- Exercise requirements -
Write out the part below that opens with the line containing "of every distant" and closes with the line containing "[0,288,1080,433]", keeping every line of request text as it is. Shift each bounding box coordinate in the answers up by 70.

- Material -
======
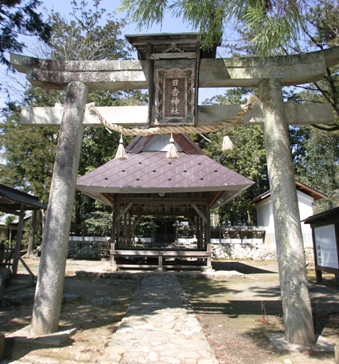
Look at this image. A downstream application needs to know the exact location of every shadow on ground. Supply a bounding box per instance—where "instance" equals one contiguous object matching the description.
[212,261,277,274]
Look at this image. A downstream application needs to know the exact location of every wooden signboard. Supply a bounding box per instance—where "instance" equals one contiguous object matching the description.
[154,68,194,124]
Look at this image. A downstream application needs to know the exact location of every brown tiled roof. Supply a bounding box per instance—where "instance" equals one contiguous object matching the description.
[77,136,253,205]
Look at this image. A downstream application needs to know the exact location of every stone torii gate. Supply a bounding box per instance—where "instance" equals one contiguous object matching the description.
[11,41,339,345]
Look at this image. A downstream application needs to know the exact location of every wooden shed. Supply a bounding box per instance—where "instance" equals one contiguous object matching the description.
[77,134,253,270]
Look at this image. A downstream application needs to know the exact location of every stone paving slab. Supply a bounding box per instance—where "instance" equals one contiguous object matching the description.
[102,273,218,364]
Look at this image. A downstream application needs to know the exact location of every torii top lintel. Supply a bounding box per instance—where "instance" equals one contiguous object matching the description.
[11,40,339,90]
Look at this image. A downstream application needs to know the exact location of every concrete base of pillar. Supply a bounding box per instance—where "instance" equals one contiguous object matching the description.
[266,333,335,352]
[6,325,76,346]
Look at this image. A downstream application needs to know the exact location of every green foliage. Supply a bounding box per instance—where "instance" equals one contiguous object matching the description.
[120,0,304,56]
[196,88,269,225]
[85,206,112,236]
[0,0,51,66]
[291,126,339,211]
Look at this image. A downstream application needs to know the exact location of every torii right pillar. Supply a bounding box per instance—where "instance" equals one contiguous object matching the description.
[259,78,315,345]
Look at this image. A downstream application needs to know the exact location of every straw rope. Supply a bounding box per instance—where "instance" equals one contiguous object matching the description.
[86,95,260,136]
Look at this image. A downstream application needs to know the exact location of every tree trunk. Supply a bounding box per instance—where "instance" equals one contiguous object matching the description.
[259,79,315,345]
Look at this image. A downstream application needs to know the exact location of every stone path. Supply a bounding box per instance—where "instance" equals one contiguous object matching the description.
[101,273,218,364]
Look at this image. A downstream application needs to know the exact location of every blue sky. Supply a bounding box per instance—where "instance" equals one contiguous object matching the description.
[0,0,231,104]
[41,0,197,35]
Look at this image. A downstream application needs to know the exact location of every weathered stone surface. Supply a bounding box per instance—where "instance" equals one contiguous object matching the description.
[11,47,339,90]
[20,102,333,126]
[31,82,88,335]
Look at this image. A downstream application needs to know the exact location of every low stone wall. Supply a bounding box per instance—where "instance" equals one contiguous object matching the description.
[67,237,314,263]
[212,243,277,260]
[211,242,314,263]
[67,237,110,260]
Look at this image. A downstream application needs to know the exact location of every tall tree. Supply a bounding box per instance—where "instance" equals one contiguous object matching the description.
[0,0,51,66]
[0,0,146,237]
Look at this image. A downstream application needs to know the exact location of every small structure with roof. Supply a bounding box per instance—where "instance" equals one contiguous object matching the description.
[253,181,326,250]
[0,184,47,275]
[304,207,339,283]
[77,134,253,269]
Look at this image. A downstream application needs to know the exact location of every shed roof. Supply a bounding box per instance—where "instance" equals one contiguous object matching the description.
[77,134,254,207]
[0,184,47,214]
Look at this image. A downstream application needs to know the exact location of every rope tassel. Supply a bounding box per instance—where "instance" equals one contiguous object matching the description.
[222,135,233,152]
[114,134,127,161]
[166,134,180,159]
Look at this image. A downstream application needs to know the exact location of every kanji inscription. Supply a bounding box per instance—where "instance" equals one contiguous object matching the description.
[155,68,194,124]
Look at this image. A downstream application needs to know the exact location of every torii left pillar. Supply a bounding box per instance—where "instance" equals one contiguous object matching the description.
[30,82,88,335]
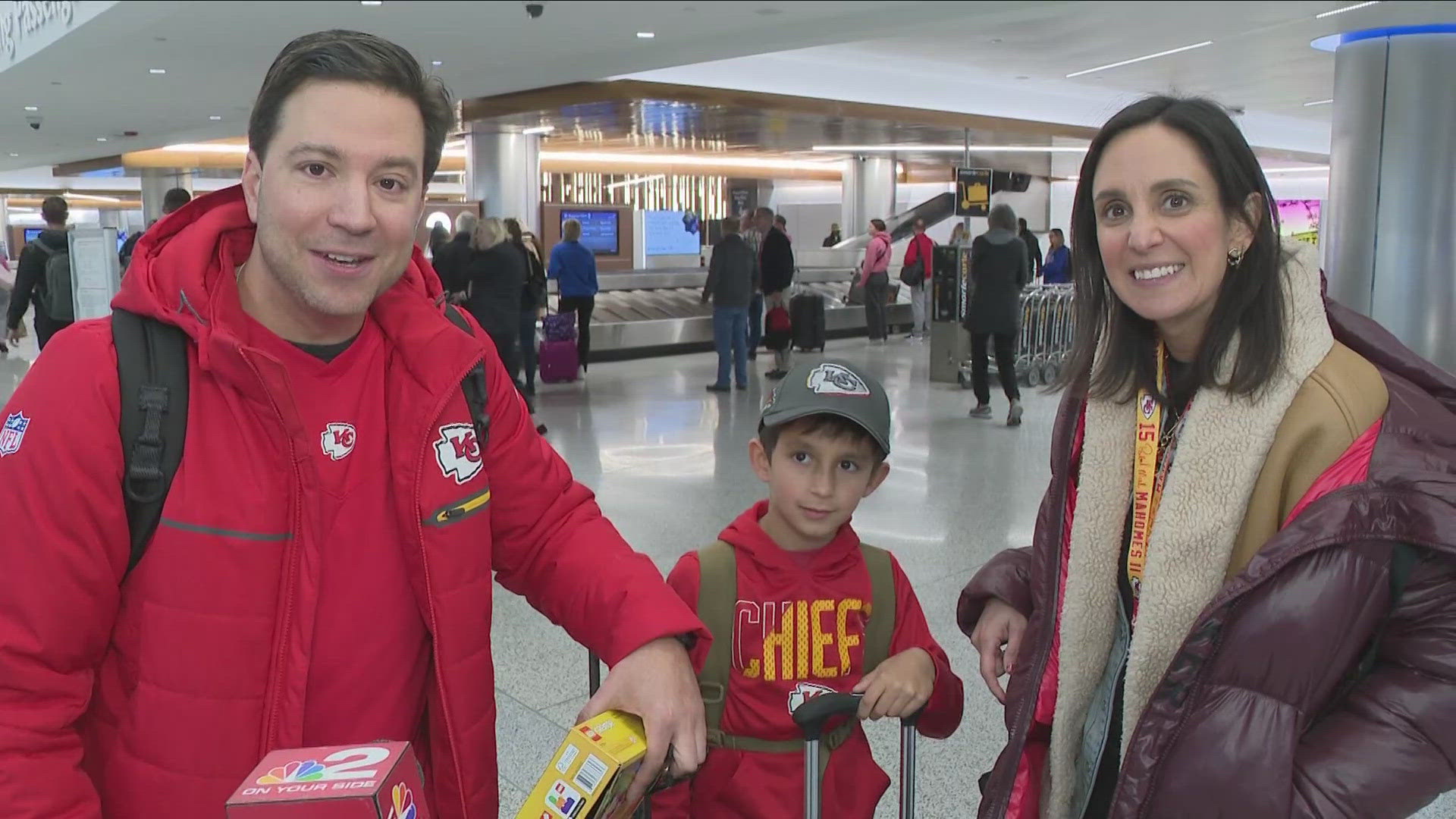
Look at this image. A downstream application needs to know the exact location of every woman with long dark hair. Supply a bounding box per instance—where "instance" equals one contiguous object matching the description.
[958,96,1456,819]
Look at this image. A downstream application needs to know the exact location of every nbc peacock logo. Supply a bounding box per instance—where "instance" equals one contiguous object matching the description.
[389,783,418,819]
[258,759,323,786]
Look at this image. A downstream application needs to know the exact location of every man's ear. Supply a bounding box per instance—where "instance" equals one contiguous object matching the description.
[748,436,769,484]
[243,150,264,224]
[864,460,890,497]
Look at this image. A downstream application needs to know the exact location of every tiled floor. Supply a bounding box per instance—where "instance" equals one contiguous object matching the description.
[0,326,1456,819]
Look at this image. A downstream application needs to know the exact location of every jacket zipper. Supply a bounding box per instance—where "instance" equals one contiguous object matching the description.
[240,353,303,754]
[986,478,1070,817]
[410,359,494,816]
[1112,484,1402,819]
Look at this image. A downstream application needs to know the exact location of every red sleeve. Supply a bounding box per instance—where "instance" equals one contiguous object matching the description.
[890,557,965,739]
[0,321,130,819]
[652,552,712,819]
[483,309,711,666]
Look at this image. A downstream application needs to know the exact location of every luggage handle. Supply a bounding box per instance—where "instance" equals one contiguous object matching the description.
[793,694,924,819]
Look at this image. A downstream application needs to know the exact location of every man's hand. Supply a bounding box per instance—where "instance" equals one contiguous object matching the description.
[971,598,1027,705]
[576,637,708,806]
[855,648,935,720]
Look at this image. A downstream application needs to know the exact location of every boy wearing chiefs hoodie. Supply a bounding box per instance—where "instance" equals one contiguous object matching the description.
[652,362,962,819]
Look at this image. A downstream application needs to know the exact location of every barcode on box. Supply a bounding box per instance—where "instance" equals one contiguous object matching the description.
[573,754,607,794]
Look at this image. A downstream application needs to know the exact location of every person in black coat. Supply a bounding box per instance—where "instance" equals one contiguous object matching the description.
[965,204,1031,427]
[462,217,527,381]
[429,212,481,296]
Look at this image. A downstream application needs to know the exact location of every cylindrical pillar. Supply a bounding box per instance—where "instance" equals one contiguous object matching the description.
======
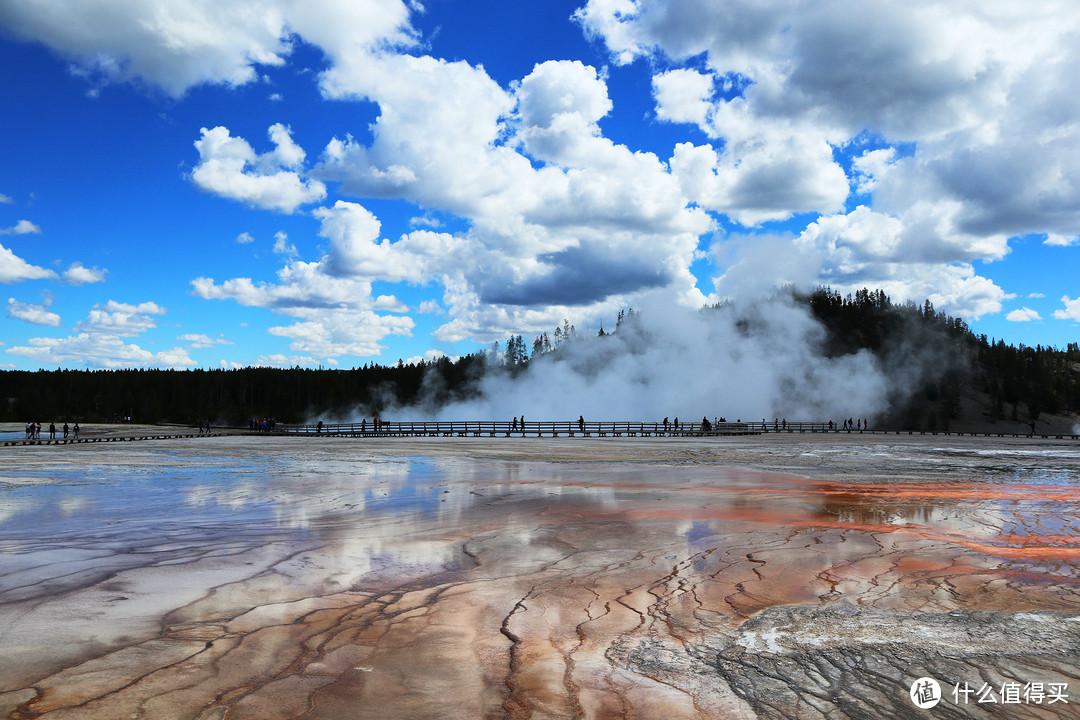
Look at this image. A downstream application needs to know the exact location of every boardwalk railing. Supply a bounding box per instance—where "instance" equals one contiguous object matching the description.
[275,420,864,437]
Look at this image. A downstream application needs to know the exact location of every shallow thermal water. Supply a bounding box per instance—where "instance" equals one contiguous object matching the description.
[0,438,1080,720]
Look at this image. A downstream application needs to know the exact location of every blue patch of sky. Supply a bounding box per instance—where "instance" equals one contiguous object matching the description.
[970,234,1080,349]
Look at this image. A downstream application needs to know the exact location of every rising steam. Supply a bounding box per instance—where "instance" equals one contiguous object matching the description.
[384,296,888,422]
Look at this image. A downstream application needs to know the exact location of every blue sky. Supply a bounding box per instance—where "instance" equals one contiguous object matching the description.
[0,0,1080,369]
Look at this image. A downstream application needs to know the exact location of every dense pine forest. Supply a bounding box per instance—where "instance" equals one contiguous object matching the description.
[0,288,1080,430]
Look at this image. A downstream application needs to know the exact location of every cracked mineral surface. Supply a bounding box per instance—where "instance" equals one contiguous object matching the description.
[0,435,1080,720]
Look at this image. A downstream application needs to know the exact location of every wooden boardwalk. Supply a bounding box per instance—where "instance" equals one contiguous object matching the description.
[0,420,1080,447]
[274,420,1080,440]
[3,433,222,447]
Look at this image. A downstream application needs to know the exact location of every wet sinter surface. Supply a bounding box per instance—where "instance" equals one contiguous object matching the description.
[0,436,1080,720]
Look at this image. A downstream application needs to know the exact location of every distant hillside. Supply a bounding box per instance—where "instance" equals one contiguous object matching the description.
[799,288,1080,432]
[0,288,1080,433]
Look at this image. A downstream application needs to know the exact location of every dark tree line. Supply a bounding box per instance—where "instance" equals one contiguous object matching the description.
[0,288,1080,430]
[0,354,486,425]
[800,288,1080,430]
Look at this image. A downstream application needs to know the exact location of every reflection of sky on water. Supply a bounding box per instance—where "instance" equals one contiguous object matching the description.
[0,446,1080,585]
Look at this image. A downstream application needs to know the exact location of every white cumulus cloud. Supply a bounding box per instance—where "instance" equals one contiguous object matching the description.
======
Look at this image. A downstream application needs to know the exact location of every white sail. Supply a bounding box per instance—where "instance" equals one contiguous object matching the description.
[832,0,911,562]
======
- Output -
Look at this image. A downstream application needs to know the exact location of every distant hillside. Supply a bounding box per instance—where "instance" equals one contiguous object matching the description.
[869,358,1150,502]
[70,358,1150,503]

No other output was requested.